EXERCISE PROMPT => In the listing below, find the line containing "TARGET = soil-covered roots" and the line containing "TARGET = drooping flower cluster". Repeat exactly those two lines and every line between them.

### RECORDS FOR THE TASK ###

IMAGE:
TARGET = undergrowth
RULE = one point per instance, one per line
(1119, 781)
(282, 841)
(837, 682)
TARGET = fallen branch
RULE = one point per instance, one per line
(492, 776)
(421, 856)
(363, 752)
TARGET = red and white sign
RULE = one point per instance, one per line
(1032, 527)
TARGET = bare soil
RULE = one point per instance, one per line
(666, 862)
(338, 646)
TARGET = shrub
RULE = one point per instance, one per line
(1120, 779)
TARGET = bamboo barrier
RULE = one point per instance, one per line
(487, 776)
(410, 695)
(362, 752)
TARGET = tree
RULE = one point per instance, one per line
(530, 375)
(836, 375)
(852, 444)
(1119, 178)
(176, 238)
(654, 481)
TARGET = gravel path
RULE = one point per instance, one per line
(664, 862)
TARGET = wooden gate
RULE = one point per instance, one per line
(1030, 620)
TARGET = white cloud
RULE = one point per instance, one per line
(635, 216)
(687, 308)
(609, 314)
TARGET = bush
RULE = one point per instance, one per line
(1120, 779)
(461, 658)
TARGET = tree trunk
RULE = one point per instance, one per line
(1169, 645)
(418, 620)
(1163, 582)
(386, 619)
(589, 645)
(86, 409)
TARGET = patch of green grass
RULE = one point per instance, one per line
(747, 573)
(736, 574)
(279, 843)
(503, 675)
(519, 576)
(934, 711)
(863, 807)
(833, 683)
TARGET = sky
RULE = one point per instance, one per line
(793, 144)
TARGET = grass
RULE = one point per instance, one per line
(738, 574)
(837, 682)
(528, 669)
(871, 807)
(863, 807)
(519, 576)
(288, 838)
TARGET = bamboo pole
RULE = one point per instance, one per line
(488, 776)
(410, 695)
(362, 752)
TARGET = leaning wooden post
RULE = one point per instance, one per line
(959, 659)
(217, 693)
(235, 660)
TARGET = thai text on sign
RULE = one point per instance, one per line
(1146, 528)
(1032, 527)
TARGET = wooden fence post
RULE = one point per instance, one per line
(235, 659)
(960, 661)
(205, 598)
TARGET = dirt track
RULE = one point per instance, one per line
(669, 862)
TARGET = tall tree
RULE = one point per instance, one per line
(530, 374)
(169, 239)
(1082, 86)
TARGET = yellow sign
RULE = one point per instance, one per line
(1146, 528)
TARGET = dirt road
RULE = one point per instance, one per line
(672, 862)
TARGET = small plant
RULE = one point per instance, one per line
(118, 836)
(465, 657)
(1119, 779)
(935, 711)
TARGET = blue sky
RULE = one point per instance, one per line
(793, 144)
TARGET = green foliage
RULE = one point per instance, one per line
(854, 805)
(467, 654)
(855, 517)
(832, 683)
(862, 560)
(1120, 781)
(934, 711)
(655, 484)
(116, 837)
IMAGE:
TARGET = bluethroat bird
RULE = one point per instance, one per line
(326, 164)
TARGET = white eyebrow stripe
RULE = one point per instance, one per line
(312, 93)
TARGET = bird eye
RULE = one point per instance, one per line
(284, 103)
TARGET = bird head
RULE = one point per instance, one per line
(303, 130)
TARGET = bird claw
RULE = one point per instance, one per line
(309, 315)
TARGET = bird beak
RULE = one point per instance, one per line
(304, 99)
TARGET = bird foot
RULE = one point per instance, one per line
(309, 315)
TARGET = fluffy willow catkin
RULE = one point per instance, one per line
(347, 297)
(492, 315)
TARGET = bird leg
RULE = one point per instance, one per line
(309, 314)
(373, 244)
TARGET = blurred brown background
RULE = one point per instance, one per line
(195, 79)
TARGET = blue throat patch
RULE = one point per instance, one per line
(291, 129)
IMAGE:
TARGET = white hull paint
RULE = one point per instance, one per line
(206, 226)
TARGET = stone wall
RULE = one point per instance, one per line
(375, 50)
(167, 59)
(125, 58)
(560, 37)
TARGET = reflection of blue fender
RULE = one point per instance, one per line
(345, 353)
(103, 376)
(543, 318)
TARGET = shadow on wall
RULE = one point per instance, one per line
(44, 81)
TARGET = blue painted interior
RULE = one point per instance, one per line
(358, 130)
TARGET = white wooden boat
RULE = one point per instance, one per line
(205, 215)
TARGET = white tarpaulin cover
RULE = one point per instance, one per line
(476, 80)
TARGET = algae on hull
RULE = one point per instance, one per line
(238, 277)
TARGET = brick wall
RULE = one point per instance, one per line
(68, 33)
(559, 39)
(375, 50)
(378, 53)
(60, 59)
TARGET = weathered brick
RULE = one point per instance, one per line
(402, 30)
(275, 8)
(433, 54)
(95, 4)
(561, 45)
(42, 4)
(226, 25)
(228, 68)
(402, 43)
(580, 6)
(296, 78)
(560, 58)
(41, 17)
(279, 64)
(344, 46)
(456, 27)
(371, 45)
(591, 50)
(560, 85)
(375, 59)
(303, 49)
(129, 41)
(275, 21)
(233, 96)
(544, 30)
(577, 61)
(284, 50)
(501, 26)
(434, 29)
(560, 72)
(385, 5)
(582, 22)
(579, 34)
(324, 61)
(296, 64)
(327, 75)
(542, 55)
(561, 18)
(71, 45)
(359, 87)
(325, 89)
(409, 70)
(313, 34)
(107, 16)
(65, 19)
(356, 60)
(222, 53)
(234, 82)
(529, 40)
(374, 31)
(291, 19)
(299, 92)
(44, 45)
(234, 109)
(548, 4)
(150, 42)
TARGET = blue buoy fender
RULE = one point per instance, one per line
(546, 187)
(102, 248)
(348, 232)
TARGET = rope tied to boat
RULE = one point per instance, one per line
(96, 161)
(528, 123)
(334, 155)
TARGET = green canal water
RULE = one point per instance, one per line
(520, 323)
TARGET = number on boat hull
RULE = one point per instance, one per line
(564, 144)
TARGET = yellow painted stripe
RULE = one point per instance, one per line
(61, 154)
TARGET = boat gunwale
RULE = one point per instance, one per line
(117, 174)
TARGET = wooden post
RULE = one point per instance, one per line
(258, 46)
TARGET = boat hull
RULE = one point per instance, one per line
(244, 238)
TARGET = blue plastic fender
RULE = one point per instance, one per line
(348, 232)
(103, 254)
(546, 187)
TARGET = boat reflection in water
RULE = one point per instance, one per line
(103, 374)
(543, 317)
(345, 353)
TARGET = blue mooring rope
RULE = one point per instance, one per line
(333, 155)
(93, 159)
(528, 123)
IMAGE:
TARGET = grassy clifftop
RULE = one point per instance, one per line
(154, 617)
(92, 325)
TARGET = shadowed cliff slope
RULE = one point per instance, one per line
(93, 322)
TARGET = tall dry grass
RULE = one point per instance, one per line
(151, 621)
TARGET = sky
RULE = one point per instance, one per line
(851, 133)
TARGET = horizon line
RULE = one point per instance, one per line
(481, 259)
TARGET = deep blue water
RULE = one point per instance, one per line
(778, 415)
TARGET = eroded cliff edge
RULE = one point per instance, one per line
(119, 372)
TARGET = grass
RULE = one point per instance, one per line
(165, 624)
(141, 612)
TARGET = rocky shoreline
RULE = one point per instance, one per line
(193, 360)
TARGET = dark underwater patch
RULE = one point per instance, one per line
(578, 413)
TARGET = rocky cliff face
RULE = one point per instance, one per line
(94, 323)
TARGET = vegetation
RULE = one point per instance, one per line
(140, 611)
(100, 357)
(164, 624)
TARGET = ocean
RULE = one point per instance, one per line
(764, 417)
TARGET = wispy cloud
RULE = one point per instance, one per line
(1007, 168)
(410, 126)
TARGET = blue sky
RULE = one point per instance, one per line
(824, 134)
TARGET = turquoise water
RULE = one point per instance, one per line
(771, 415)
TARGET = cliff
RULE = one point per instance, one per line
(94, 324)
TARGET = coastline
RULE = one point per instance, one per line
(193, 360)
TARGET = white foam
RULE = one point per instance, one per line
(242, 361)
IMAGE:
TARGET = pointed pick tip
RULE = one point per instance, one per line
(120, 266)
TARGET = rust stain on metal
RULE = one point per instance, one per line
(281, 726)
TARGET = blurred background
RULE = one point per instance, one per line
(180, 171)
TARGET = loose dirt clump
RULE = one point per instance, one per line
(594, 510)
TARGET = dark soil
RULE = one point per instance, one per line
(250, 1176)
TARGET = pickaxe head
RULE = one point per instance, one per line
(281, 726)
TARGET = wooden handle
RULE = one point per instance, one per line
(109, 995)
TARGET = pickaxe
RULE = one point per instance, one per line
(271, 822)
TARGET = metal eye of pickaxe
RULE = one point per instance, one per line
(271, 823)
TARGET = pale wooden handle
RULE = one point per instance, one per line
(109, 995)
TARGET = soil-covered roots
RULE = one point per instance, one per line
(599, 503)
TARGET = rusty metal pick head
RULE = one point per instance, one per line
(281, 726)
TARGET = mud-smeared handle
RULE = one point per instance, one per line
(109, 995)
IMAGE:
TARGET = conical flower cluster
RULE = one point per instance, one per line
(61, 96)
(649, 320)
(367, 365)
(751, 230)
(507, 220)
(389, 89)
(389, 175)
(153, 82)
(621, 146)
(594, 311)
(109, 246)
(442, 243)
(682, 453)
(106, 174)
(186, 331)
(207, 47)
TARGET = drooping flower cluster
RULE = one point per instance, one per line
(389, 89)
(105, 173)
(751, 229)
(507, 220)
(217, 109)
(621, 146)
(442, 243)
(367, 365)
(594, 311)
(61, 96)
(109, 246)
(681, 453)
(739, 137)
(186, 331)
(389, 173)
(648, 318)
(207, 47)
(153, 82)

###

ANSWER BELOW =>
TARGET = soil-covered roots
RULE = one point per instance, one per line
(599, 503)
TARGET = rusty metal pick head
RULE = one point per instance, one per line
(281, 726)
TARGET = mud-smeared handle
RULE = one point per instance, one per line
(109, 995)
IMAGE:
TARGET = conical flower cluster
RULE = one point per instance, one per line
(61, 96)
(649, 320)
(367, 365)
(751, 230)
(507, 220)
(389, 89)
(389, 175)
(153, 82)
(621, 146)
(594, 311)
(109, 246)
(442, 243)
(682, 453)
(106, 174)
(186, 331)
(207, 47)
TARGET = drooping flower cluster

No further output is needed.